Reproduce every item below with "photograph" switched to "image" and everything else unchanged, omitting the pictures.
-------------------------
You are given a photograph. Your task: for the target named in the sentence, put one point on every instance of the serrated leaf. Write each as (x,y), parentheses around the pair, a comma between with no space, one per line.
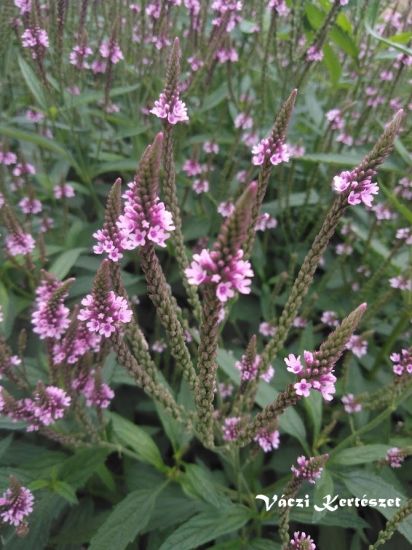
(63,263)
(198,482)
(33,83)
(126,521)
(128,434)
(360,455)
(205,527)
(65,491)
(361,483)
(77,469)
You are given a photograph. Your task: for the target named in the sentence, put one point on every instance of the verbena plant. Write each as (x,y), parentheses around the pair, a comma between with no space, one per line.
(224,345)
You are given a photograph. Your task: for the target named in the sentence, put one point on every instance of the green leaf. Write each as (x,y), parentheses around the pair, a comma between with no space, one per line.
(40,141)
(129,435)
(324,486)
(290,421)
(349,160)
(360,455)
(65,491)
(361,483)
(33,83)
(198,482)
(396,203)
(205,527)
(77,469)
(63,263)
(387,41)
(213,99)
(331,60)
(126,521)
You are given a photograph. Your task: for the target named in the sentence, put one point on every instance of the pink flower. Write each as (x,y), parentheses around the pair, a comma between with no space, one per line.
(401,283)
(173,109)
(350,404)
(357,345)
(235,275)
(211,147)
(225,55)
(34,116)
(266,329)
(109,49)
(78,56)
(29,205)
(308,469)
(75,344)
(334,116)
(105,316)
(360,191)
(19,243)
(230,428)
(300,540)
(276,152)
(395,457)
(192,167)
(64,190)
(23,5)
(49,404)
(303,387)
(50,318)
(268,441)
(36,39)
(265,221)
(280,7)
(200,186)
(226,209)
(330,319)
(314,54)
(142,223)
(293,363)
(16,504)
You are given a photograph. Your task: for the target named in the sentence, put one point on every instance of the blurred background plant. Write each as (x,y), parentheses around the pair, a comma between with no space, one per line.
(78,82)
-------------------------
*ANSWER BELOW*.
You are given a image. Your task: for the target named in the sentence, put one point on every instance of the serrated leaf. Write each as (x,y), parentheses around the pair, a comma between with no space, one per line.
(63,263)
(198,482)
(33,83)
(126,521)
(128,434)
(360,455)
(205,527)
(65,491)
(361,483)
(77,469)
You are given a image. Your task: for the target named in the sentence, put one point on every instance of the verbena plant. Write each as (x,y), parentheses around the pair, a comma between with no space, one per line.
(224,345)
You are given a image. Your task: for the target named in the sentence, put one point on every instance of the green leaf. Write each as (x,y), parentheses around the pair, a comma between with no space, one per line.
(40,141)
(129,435)
(324,486)
(290,421)
(349,160)
(360,455)
(65,491)
(361,483)
(33,83)
(198,482)
(396,203)
(205,527)
(77,469)
(63,263)
(387,41)
(213,99)
(331,60)
(126,521)
You are given a image. Your task: for the target named in the sentence, put one point on every instance of the pink flower. Write each as (x,y), parentheses around the pair, a comma between with no space, one per line.
(401,283)
(173,109)
(350,404)
(357,345)
(235,275)
(211,147)
(225,55)
(34,116)
(266,329)
(109,49)
(78,56)
(29,205)
(308,469)
(75,344)
(334,116)
(105,316)
(360,191)
(19,243)
(230,428)
(300,540)
(276,152)
(395,457)
(192,167)
(64,190)
(23,5)
(49,404)
(303,387)
(50,318)
(268,441)
(36,39)
(265,221)
(280,7)
(200,186)
(226,209)
(330,319)
(314,54)
(142,223)
(293,363)
(16,504)
You are given a image. Your task: for the target named in the sentence, put one point on every instance of the blurred background plant. Write each as (x,y), parentheses around the pair, a comma between with no space, one per line.
(78,82)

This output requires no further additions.